# Your instructions:
Please reproduce, line for line, the part of the records that opens with the first line and closes with the line containing "125 100 L 122", including both of those lines. Leave the pictures out of your answer.

(Boundary labeling items)

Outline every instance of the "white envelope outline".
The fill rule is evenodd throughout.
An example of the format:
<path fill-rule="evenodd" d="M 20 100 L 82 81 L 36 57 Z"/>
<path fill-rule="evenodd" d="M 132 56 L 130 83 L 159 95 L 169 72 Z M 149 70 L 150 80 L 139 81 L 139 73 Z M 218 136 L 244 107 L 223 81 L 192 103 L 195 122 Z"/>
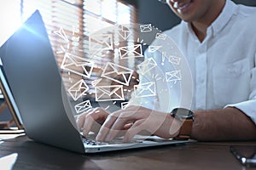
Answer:
<path fill-rule="evenodd" d="M 179 65 L 180 64 L 180 61 L 181 61 L 181 58 L 179 57 L 176 57 L 176 56 L 173 56 L 173 55 L 170 55 L 168 57 L 168 61 L 173 65 Z"/>
<path fill-rule="evenodd" d="M 126 40 L 130 35 L 131 34 L 131 31 L 129 28 L 124 26 L 119 26 L 118 29 L 118 34 L 124 39 Z"/>
<path fill-rule="evenodd" d="M 135 44 L 132 46 L 125 46 L 125 47 L 119 48 L 119 53 L 120 59 L 143 57 L 142 44 Z"/>
<path fill-rule="evenodd" d="M 151 24 L 145 24 L 140 26 L 141 32 L 149 32 L 152 31 Z"/>
<path fill-rule="evenodd" d="M 70 88 L 68 88 L 67 92 L 70 94 L 73 100 L 76 101 L 78 99 L 85 94 L 88 90 L 89 87 L 82 79 L 73 84 Z"/>
<path fill-rule="evenodd" d="M 93 62 L 88 61 L 84 58 L 66 53 L 61 68 L 89 78 L 91 75 L 93 65 Z M 80 72 L 75 68 L 82 71 Z"/>
<path fill-rule="evenodd" d="M 125 100 L 122 85 L 96 87 L 95 95 L 96 101 Z"/>
<path fill-rule="evenodd" d="M 66 32 L 64 31 L 63 28 L 61 27 L 59 31 L 54 31 L 55 34 L 58 35 L 60 37 L 61 37 L 63 40 L 65 40 L 66 42 L 69 42 Z"/>
<path fill-rule="evenodd" d="M 133 71 L 117 64 L 108 62 L 103 69 L 102 77 L 108 78 L 118 83 L 129 86 Z M 119 76 L 121 76 L 122 80 Z"/>
<path fill-rule="evenodd" d="M 161 48 L 162 48 L 162 46 L 153 46 L 153 45 L 150 45 L 150 46 L 148 46 L 148 53 L 154 53 L 154 52 L 159 50 Z"/>
<path fill-rule="evenodd" d="M 129 105 L 129 101 L 127 101 L 127 102 L 122 102 L 121 103 L 121 109 L 122 110 L 125 109 L 128 106 L 128 105 Z"/>
<path fill-rule="evenodd" d="M 153 58 L 148 58 L 137 65 L 142 75 L 145 75 L 156 66 L 157 64 Z"/>
<path fill-rule="evenodd" d="M 90 105 L 90 100 L 87 99 L 84 102 L 81 102 L 81 103 L 76 105 L 74 106 L 74 108 L 75 108 L 75 110 L 77 113 L 80 113 L 80 112 L 85 111 L 86 110 L 88 110 L 90 108 L 92 108 L 92 106 Z"/>
<path fill-rule="evenodd" d="M 152 82 L 134 85 L 134 93 L 136 98 L 155 96 L 155 82 Z"/>
<path fill-rule="evenodd" d="M 181 71 L 173 71 L 170 72 L 166 72 L 166 82 L 174 82 L 182 80 Z"/>
<path fill-rule="evenodd" d="M 166 40 L 167 37 L 166 34 L 163 34 L 163 33 L 156 33 L 155 35 L 155 39 L 161 39 L 161 40 Z"/>
<path fill-rule="evenodd" d="M 96 54 L 103 50 L 112 50 L 112 34 L 99 34 L 89 37 L 89 51 L 90 54 Z"/>

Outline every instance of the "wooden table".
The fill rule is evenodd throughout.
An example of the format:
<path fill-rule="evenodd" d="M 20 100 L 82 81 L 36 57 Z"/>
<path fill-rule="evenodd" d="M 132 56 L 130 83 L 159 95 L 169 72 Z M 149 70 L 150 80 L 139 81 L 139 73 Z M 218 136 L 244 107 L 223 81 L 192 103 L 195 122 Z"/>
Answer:
<path fill-rule="evenodd" d="M 34 142 L 26 136 L 0 144 L 0 158 L 17 153 L 13 170 L 244 170 L 230 152 L 230 144 L 255 142 L 191 143 L 100 154 L 79 155 Z M 1 160 L 1 159 L 0 159 Z M 0 167 L 1 169 L 1 167 Z"/>

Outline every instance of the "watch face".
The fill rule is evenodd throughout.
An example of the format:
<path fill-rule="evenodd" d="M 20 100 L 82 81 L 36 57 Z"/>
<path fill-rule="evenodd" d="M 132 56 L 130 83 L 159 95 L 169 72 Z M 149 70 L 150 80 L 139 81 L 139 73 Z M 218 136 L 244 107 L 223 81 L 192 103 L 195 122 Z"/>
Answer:
<path fill-rule="evenodd" d="M 193 111 L 185 108 L 176 108 L 172 111 L 172 116 L 180 120 L 183 119 L 193 119 Z"/>

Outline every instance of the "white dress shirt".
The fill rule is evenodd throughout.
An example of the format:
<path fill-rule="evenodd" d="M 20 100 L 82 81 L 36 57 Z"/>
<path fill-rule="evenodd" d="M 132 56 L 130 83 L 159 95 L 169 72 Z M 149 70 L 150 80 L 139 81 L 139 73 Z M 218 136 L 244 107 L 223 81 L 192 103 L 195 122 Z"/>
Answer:
<path fill-rule="evenodd" d="M 186 59 L 186 61 L 183 60 L 181 62 L 185 65 L 181 69 L 183 79 L 175 84 L 173 82 L 171 84 L 156 81 L 155 75 L 160 75 L 160 72 L 165 75 L 175 66 L 161 65 L 162 57 L 148 50 L 146 58 L 154 58 L 158 70 L 161 71 L 158 71 L 159 73 L 151 74 L 147 78 L 145 76 L 140 76 L 140 82 L 154 81 L 156 96 L 151 101 L 148 97 L 133 98 L 133 101 L 166 112 L 170 112 L 177 106 L 189 107 L 189 105 L 192 110 L 234 106 L 256 123 L 254 11 L 254 8 L 236 5 L 227 0 L 220 15 L 207 28 L 207 37 L 202 42 L 198 40 L 189 23 L 184 21 L 165 31 Z M 190 73 L 186 70 L 186 64 L 189 65 Z M 181 101 L 181 96 L 187 99 L 185 104 Z"/>

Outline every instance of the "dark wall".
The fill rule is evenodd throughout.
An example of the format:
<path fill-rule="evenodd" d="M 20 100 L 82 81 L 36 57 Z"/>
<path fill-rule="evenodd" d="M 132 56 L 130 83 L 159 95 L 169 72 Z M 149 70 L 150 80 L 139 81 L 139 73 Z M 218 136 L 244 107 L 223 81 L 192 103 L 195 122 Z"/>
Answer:
<path fill-rule="evenodd" d="M 137 0 L 139 24 L 153 24 L 161 31 L 172 28 L 180 22 L 171 8 L 157 0 Z M 256 6 L 256 0 L 234 0 L 236 3 Z"/>

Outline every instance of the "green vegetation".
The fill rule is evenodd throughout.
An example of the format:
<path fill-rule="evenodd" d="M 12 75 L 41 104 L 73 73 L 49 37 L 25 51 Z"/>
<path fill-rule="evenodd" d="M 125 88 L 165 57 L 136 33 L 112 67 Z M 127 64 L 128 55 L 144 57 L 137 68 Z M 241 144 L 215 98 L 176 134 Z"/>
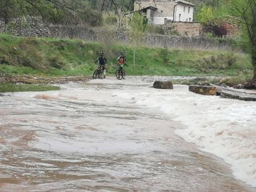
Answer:
<path fill-rule="evenodd" d="M 253 74 L 250 58 L 245 54 L 136 46 L 134 67 L 135 48 L 132 45 L 111 44 L 106 46 L 81 39 L 25 38 L 0 34 L 0 71 L 15 76 L 90 76 L 97 67 L 94 61 L 98 53 L 103 51 L 109 53 L 105 55 L 108 59 L 107 75 L 109 76 L 114 75 L 120 51 L 127 58 L 125 70 L 131 75 L 233 76 L 235 81 L 240 81 Z M 10 90 L 19 90 L 19 86 L 15 85 L 15 89 L 9 87 Z M 49 88 L 40 86 L 40 88 Z M 23 89 L 36 90 L 33 87 L 23 86 Z"/>
<path fill-rule="evenodd" d="M 59 90 L 57 86 L 40 85 L 30 84 L 13 84 L 0 83 L 0 93 L 11 93 L 19 91 L 45 91 Z"/>
<path fill-rule="evenodd" d="M 94 61 L 102 50 L 108 75 L 113 75 L 120 51 L 128 59 L 129 75 L 229 75 L 250 73 L 250 59 L 246 54 L 223 51 L 153 48 L 124 44 L 107 47 L 80 39 L 23 38 L 0 34 L 0 70 L 10 75 L 49 76 L 91 75 Z M 107 50 L 106 49 L 107 49 Z"/>

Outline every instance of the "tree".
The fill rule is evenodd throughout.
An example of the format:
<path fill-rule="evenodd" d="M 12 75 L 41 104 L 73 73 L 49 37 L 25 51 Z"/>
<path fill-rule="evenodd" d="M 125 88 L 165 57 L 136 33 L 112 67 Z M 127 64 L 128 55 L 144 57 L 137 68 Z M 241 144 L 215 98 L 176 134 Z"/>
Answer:
<path fill-rule="evenodd" d="M 253 81 L 256 84 L 256 0 L 229 0 L 230 14 L 239 18 L 238 22 L 247 38 L 253 68 Z"/>
<path fill-rule="evenodd" d="M 26 2 L 23 0 L 1 0 L 0 1 L 0 18 L 4 22 L 4 30 L 8 31 L 7 24 L 13 18 L 26 14 Z"/>

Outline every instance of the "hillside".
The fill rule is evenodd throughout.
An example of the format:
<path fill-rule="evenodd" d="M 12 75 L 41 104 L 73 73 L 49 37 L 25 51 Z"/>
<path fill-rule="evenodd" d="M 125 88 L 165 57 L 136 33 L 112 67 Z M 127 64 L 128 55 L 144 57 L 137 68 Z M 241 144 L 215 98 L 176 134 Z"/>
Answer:
<path fill-rule="evenodd" d="M 13 36 L 0 34 L 0 70 L 10 74 L 48 76 L 91 75 L 98 53 L 108 60 L 107 73 L 114 74 L 117 57 L 124 53 L 129 75 L 237 76 L 251 75 L 248 55 L 206 51 L 111 44 L 80 39 Z M 135 62 L 134 51 L 135 51 Z"/>

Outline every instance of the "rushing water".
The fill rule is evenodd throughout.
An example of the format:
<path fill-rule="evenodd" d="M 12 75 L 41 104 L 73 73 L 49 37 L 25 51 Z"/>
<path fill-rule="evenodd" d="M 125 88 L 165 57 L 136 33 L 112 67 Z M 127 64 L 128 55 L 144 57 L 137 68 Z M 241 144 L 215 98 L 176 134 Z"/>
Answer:
<path fill-rule="evenodd" d="M 255 191 L 255 103 L 155 89 L 153 80 L 108 77 L 0 98 L 0 191 Z M 226 160 L 232 148 L 243 158 Z"/>

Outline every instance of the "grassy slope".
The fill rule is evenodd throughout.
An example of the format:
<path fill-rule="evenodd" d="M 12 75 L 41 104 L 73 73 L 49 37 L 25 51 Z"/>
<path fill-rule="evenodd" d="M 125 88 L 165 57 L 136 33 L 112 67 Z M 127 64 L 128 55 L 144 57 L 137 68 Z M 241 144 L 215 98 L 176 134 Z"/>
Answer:
<path fill-rule="evenodd" d="M 23 38 L 0 33 L 0 70 L 10 74 L 48 76 L 91 75 L 103 50 L 112 75 L 120 51 L 128 59 L 128 75 L 215 75 L 249 77 L 248 55 L 218 51 L 164 49 L 127 45 L 101 45 L 80 39 Z M 165 59 L 167 62 L 164 62 Z"/>

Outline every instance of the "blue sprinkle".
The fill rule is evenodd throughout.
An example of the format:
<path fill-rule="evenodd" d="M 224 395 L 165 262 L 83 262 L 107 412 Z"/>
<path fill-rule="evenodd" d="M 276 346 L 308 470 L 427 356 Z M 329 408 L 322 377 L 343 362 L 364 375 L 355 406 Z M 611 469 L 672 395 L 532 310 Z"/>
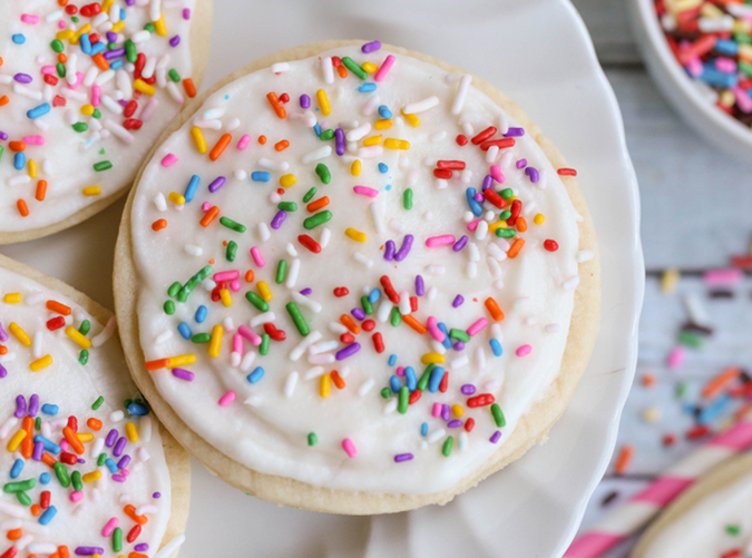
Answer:
<path fill-rule="evenodd" d="M 185 194 L 183 197 L 185 197 L 186 202 L 193 200 L 193 196 L 196 195 L 196 190 L 198 189 L 198 183 L 201 182 L 201 178 L 198 178 L 198 175 L 193 175 L 191 177 L 191 180 L 188 182 L 188 185 L 185 187 Z"/>
<path fill-rule="evenodd" d="M 267 173 L 266 170 L 254 170 L 251 173 L 251 179 L 254 183 L 267 183 L 272 179 L 272 173 Z"/>
<path fill-rule="evenodd" d="M 248 382 L 256 383 L 262 378 L 264 378 L 264 369 L 256 366 L 256 369 L 248 374 Z"/>

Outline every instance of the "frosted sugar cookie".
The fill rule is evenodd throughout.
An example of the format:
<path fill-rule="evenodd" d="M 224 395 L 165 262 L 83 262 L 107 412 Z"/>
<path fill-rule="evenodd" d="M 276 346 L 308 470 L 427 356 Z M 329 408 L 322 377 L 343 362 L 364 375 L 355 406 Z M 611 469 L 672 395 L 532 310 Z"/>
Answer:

# Complete output:
Outline every instance of the "white envelope outline".
The fill rule is evenodd throughout.
An example of the format:
<path fill-rule="evenodd" d="M 20 100 L 82 81 L 36 57 Z"/>
<path fill-rule="evenodd" d="M 132 56 L 130 83 L 159 95 L 169 72 Z M 149 70 L 150 80 L 139 81 L 139 73 Z M 218 136 L 244 107 L 223 81 L 192 103 L 195 122 Z"/>
Answer:
<path fill-rule="evenodd" d="M 179 65 L 180 64 L 180 61 L 181 61 L 181 58 L 179 57 L 176 57 L 176 56 L 173 56 L 173 55 L 170 55 L 168 57 L 168 61 L 173 65 Z"/>
<path fill-rule="evenodd" d="M 126 40 L 130 35 L 131 34 L 131 31 L 129 28 L 124 26 L 119 26 L 118 29 L 118 34 L 124 39 Z"/>
<path fill-rule="evenodd" d="M 135 44 L 132 46 L 125 46 L 125 47 L 119 48 L 119 53 L 120 59 L 143 57 L 142 44 Z"/>
<path fill-rule="evenodd" d="M 151 24 L 145 24 L 140 26 L 141 32 L 149 32 L 152 31 Z"/>
<path fill-rule="evenodd" d="M 70 88 L 68 88 L 67 92 L 70 94 L 73 100 L 76 101 L 78 99 L 85 94 L 88 90 L 89 87 L 82 79 L 73 84 Z"/>
<path fill-rule="evenodd" d="M 93 62 L 88 61 L 84 58 L 66 53 L 61 68 L 89 78 L 91 75 L 93 65 Z M 80 72 L 75 68 L 82 71 Z"/>
<path fill-rule="evenodd" d="M 125 100 L 122 85 L 96 87 L 95 95 L 96 101 Z"/>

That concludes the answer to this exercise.